October 2, 2019

The U.S. FDA has become aware that some products containing ranitidine, the active ingredient in Zantac®, contain low levels of N-nitrosodimethylamine (NDMA), a probable human carcinogen (cancer-causing agent). NDMA is a known environmental contaminant found in water and food such as meats, dairy products, and vegetables. It is also one of the nitrosamine impurities responsible for a series of angiotensin II receptor blocker (ARB) or “sartan” medication recalls throughout much of 2018.

Ranitidine is an active ingredient in both over-the-counter (OTC) and prescription drugs. An H2 (histamine-2) blocker, it decreases the amount of acid created by the stomach. Over-the-counter ranitidine is used to prevent and relieve heartburn associated with acid ingestion and sour stomach, while prescription ranitidine is approved for indications that include the treatment and prevention of ulcers in the stomach and intestines, as well as the treatment of gastroesophageal reflux disease (GERD).

At this time, the FDA does not believe it is necessary for patients to discontinue using ranitidine products. The agency recommends that any patients who may wish to stop taking a ranitidine product speak to a healthcare professional about other treatment options and the best way to dispose of any unused product. Individuals who use OTC ranitidine and wish to stop should consider other available OTC options. A number of medications currently on the market are approved for the same or similar indications as OTC and prescription ranitidine.

Novartis has voluntarily recalled its 150mg and 300mg ranitidine hydrochloride capsules (full details are available here), while Apotex has recalled its 75mg and 150mg ranitidine tablets (details available here). Manufacturers Dr. Reddy’s and GlaxoSmithKline have halted worldwide distribution of their ranitidine-containing products. Other manufacturers—including Sanofi, the maker of brand name Zantac—have taken a more conservative approach and continue to distribute their ranitidine products while working with regulators. However, retailers such as CVS, Walgreens, and Rite Aid have elected to pull Zantac and its generics from store shelves.

The FDA is currently working with international regulators and industry partners to determine the source the NDMA impurity in ranitidine and evaluating any possible risk to patients. Any adverse events that may be tied to ranitidine use should be reported to the FDA’s MedWatch program. The agency has established a page on its website to provide the latest updates on NDMA and ranitidine.

Benecard Central Fill has not dispensed any of the currently recalled ranitidine products.

* _WHAT YOU ARE ASKED TO DO_: Please transcribe the ranitidine notice from "October 2, 2019" to "much of 2018.". Rely only on the ranitidine notice.

* _DATA SHOWN_:

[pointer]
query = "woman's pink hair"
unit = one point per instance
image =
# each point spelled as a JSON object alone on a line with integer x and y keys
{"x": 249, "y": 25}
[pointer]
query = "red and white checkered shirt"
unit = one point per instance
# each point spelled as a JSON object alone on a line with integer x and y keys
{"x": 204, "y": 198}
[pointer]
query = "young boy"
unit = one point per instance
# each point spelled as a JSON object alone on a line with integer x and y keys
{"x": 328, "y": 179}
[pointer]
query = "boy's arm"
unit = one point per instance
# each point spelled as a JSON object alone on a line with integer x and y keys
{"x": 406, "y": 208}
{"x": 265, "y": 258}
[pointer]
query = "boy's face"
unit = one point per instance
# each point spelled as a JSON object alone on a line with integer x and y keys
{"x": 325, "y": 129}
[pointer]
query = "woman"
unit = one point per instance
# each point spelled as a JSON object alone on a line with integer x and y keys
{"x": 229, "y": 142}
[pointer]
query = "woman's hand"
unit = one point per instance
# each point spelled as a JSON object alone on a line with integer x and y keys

---

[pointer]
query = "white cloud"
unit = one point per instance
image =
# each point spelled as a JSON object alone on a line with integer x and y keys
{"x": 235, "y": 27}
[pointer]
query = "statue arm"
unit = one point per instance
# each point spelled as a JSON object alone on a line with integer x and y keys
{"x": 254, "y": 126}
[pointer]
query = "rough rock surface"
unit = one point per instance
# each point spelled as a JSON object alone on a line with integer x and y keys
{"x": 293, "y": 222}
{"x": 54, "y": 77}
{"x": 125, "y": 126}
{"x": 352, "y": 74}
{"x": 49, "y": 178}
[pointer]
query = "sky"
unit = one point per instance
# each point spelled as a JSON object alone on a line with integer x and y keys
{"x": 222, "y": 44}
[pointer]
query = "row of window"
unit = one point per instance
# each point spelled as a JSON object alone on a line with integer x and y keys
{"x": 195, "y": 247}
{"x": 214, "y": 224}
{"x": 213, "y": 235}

--

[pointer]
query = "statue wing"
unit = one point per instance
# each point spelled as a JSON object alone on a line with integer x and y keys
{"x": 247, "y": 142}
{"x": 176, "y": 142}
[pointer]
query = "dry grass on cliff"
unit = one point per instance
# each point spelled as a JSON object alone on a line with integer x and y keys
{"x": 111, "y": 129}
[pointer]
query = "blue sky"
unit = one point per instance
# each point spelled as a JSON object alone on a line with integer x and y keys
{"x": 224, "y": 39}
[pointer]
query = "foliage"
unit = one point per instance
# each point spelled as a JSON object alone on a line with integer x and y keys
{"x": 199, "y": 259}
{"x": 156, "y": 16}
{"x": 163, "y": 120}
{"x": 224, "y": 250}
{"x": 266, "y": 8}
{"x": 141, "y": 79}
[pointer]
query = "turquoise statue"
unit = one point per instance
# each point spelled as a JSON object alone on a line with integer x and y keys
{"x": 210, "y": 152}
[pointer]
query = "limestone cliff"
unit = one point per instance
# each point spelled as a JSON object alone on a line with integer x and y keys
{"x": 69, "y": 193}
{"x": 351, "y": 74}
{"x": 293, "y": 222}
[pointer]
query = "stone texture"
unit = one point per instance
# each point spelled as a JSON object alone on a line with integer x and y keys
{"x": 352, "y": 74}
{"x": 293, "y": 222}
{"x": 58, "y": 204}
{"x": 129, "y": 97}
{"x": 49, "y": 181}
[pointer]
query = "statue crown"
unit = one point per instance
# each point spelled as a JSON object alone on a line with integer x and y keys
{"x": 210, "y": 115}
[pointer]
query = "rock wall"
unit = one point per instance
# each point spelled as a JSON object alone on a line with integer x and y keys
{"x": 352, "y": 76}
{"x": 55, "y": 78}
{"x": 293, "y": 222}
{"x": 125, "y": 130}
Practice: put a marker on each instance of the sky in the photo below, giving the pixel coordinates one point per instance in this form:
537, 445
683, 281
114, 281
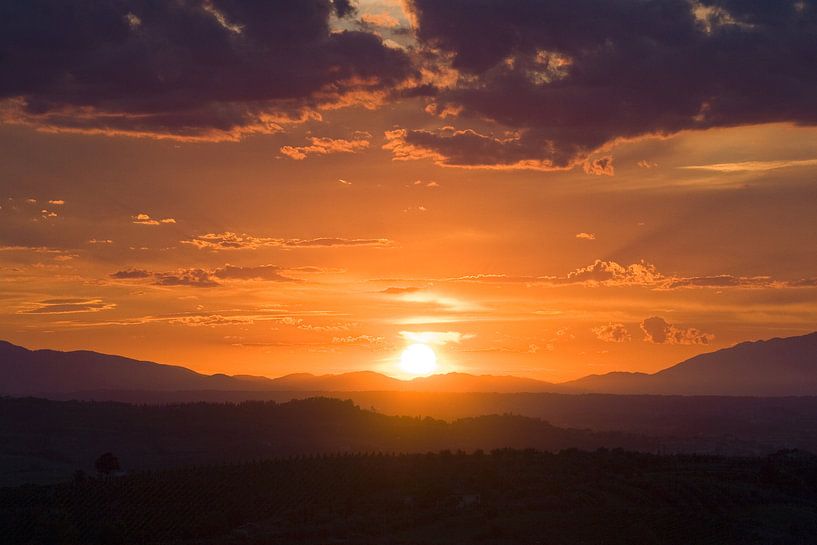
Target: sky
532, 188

* _EXPECTED OUTPUT_:
October 2, 2019

The U.S. FDA has become aware that some products containing ranitidine, the active ingredient in Zantac®, contain low levels of N-nitrosodimethylamine (NDMA), a probable human carcinogen (cancer-causing agent). NDMA is a known environmental contaminant found in water and food such as meats, dairy products, and vegetables. It is also one of the nitrosamine impurities responsible for a series of angiotensin II receptor blocker (ARB) or “sartan” medication recalls throughout much of 2018.